SOURCE RECORDS:
────────────────

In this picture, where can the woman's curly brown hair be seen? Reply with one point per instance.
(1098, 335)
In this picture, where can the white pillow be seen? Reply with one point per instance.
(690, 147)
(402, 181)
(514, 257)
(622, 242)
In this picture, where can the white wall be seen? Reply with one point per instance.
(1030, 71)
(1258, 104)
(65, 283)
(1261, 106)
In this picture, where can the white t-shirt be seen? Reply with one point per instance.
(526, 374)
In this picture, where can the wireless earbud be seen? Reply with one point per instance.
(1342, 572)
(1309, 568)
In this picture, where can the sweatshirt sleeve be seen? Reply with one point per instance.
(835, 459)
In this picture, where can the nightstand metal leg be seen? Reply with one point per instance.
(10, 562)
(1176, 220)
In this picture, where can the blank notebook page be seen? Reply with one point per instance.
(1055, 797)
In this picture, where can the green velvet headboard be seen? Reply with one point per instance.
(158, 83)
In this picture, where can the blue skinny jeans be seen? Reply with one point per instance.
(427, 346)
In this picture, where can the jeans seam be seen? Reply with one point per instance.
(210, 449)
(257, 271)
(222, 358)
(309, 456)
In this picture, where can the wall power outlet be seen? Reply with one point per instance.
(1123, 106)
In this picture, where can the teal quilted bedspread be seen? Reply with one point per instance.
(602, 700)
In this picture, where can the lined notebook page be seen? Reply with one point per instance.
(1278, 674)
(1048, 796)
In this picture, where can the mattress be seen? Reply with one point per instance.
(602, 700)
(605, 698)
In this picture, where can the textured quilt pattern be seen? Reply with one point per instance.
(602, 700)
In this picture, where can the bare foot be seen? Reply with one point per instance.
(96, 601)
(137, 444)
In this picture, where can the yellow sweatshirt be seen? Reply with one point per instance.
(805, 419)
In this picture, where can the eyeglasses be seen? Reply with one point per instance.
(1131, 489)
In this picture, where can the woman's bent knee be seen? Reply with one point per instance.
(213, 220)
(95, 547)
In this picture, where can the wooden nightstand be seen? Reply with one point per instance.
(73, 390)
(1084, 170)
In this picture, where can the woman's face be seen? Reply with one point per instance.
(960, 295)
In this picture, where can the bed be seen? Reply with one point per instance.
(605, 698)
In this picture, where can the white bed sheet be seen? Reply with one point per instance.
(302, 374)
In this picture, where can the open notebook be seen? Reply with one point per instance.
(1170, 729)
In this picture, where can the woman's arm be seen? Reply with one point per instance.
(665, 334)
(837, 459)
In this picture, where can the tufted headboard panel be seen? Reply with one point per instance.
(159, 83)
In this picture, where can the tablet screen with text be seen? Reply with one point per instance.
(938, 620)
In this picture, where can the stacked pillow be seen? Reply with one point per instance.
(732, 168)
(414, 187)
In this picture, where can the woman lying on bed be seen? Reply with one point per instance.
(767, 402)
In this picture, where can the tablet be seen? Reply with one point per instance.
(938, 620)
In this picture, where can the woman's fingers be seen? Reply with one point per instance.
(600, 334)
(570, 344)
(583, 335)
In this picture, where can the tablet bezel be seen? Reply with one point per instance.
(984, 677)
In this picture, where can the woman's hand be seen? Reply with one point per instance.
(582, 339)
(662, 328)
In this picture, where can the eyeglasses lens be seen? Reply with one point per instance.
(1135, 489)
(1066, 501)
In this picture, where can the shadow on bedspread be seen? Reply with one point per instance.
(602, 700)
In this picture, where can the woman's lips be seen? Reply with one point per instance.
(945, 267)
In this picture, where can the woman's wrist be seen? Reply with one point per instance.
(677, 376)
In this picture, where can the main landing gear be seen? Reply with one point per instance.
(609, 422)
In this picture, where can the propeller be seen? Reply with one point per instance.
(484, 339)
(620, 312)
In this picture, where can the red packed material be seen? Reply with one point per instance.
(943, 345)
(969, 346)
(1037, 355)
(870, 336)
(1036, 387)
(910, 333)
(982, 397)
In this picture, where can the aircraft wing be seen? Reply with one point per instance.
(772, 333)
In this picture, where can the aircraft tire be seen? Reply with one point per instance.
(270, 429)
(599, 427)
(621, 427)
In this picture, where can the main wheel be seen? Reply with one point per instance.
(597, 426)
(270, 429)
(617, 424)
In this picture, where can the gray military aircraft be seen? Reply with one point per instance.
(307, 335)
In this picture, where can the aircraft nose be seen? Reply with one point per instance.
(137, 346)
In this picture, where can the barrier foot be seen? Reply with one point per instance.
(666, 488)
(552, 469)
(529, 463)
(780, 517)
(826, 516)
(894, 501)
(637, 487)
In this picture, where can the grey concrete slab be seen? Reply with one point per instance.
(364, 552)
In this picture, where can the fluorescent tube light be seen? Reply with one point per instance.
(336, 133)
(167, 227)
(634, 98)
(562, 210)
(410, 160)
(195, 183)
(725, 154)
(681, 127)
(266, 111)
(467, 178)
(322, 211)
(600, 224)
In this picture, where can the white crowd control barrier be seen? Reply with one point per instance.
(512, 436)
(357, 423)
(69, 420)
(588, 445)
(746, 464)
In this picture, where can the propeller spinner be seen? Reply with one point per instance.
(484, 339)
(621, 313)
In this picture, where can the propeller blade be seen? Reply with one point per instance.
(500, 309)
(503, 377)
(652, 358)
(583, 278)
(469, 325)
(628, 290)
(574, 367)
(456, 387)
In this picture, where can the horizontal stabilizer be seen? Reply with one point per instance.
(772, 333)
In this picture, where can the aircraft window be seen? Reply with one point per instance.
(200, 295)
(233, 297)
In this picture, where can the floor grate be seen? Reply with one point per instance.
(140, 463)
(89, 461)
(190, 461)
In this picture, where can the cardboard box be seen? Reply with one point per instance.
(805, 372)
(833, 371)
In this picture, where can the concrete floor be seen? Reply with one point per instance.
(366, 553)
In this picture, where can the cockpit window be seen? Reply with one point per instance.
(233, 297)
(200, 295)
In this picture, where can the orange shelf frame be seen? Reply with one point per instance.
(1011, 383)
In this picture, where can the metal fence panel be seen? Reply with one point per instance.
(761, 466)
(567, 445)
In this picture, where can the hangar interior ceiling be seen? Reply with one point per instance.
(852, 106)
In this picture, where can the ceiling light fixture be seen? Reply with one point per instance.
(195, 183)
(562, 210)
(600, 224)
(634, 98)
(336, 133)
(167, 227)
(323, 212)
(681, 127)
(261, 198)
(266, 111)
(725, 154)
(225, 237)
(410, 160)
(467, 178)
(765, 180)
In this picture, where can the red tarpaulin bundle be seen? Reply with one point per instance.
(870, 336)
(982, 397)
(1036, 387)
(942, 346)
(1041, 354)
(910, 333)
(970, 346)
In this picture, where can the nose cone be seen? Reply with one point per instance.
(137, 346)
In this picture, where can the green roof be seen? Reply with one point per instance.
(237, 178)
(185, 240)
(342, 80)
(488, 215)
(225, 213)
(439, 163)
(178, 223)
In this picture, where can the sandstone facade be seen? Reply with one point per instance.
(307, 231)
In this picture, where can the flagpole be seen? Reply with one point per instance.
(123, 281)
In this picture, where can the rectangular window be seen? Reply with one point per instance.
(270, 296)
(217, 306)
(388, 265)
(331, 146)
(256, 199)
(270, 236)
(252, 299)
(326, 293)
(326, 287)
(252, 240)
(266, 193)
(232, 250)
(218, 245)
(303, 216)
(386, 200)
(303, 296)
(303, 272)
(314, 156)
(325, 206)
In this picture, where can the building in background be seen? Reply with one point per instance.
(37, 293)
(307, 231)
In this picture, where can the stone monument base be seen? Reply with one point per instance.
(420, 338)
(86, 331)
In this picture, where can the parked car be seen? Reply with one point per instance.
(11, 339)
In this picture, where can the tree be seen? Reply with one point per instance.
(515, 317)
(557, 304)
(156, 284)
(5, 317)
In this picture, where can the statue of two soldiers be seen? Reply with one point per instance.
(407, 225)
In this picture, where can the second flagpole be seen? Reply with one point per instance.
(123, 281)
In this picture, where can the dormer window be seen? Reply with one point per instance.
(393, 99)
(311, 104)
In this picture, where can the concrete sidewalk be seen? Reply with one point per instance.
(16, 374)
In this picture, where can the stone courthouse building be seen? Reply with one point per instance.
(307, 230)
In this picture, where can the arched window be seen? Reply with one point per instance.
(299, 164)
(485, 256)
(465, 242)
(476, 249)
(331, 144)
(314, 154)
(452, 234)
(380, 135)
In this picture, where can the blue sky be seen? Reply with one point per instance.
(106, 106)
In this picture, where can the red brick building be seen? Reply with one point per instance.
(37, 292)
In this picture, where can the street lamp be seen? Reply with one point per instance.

────────────────

GOAL: Can you copy the data word for word, from its first line through the line containing "(1261, 106)", including both of those lines?

COMPLETE ANSWER:
In this picture, where can the woman's curly brown hair be seen? Reply with one point per instance.
(1098, 335)
In this picture, where can the white pillow be seen? Reply with one point per instance.
(690, 147)
(402, 181)
(514, 257)
(622, 242)
In this picture, where can the white wall be seen? Reply with one point per instance.
(1030, 71)
(1258, 104)
(65, 283)
(1261, 106)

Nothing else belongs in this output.